:: Record extracts

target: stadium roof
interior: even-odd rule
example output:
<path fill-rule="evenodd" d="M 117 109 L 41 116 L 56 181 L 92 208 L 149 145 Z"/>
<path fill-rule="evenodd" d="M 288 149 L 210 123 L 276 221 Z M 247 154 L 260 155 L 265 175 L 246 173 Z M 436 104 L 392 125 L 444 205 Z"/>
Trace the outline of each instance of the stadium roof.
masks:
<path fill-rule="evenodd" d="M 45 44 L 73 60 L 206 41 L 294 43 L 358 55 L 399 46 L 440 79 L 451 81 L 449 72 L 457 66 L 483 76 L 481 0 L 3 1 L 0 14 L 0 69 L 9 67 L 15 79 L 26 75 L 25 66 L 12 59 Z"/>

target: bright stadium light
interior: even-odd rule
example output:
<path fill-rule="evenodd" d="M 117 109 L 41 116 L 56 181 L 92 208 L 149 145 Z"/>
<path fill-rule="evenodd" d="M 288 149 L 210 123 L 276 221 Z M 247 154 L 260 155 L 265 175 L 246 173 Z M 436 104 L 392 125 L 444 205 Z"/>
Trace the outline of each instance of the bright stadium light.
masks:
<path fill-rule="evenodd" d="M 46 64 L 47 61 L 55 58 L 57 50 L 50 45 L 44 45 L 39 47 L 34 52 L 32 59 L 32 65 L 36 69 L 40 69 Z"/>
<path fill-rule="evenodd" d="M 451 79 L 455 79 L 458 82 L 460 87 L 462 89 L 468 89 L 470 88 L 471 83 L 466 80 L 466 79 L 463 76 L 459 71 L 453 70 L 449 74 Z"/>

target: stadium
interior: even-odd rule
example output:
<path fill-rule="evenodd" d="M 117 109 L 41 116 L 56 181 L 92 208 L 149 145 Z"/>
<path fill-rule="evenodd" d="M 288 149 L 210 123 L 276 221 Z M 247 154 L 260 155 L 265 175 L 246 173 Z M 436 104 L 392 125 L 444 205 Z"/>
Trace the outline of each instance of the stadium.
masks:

::::

** Work required **
Rewrite the material, replacing each occurrence of "even-odd rule" with "nonzero winding rule" and leaving every other character untouched.

** Solution **
target: stadium roof
interior: nonzero winding rule
example output:
<path fill-rule="evenodd" d="M 117 109 L 41 116 L 56 181 L 92 208 L 149 145 Z"/>
<path fill-rule="evenodd" d="M 288 149 L 210 123 L 276 221 Z M 247 154 L 260 155 L 265 175 L 246 173 Z M 436 104 L 392 125 L 444 205 Z"/>
Trace the outline of each instance of the stadium roof.
masks:
<path fill-rule="evenodd" d="M 45 44 L 73 60 L 206 41 L 294 43 L 358 55 L 399 46 L 440 79 L 451 81 L 449 72 L 457 66 L 483 76 L 481 0 L 3 1 L 0 14 L 0 69 L 9 67 L 15 79 L 26 75 L 25 66 L 12 59 Z"/>

target: bright stadium light
interior: nonzero winding rule
example output:
<path fill-rule="evenodd" d="M 117 109 L 41 116 L 56 181 L 92 208 L 149 145 Z"/>
<path fill-rule="evenodd" d="M 288 149 L 210 123 L 276 221 Z M 247 154 L 260 155 L 265 175 L 246 173 Z M 436 104 L 392 125 L 444 205 Z"/>
Trace the outline of each instance of the bright stadium light.
masks:
<path fill-rule="evenodd" d="M 46 64 L 47 61 L 55 58 L 57 50 L 50 45 L 44 45 L 39 47 L 34 52 L 32 59 L 32 65 L 36 69 L 40 69 Z"/>
<path fill-rule="evenodd" d="M 451 79 L 455 79 L 458 82 L 460 87 L 462 89 L 468 89 L 470 88 L 471 83 L 466 80 L 466 79 L 463 76 L 459 71 L 453 70 L 449 74 Z"/>

target: stadium
interior: nonzero winding rule
example output:
<path fill-rule="evenodd" d="M 117 109 L 41 116 L 56 181 L 92 208 L 149 145 Z"/>
<path fill-rule="evenodd" d="M 288 149 L 210 123 L 276 221 Z M 247 154 L 260 155 L 265 175 L 246 173 Z M 436 104 L 392 125 L 444 205 Z"/>
Trace the outline of each instance of the stadium.
masks:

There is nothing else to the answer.